(Photo-based referring expression data)
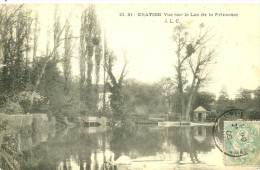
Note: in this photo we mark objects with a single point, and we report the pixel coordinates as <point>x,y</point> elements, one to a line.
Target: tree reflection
<point>191,140</point>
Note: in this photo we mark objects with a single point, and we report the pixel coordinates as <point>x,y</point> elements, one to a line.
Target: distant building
<point>199,114</point>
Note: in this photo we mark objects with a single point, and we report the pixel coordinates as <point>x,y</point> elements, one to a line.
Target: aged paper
<point>146,39</point>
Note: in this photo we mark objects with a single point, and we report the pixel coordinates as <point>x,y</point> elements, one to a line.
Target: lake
<point>126,147</point>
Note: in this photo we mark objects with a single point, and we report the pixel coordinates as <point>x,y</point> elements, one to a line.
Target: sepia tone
<point>128,86</point>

» Your goal
The records need to be restated word for word, minus any images.

» Your solution
Note: in this photo we mark objects with a single point, and we report the pixel coordinates as <point>x,y</point> elements, one to a line.
Target: tree reflection
<point>191,140</point>
Note: in this photo we mark objects with a single point, and we report the pixel coordinates as <point>x,y</point> elements, one to a line.
Target: distant building
<point>199,114</point>
Note: in this photo we mark objects with a single point, and we report the pixel coordinates as <point>x,y</point> elements, one to a line.
Target: aged paper
<point>146,39</point>
Note: in this photo we mark objects with a single point, and we report the pixel coordinates as <point>x,y</point> elements, one to a line.
Target: lake
<point>126,147</point>
Note: in this photo we mark objects with a single point, and we report the pixel coordinates as <point>x,y</point> elements, one to a line.
Target: sepia tone
<point>128,86</point>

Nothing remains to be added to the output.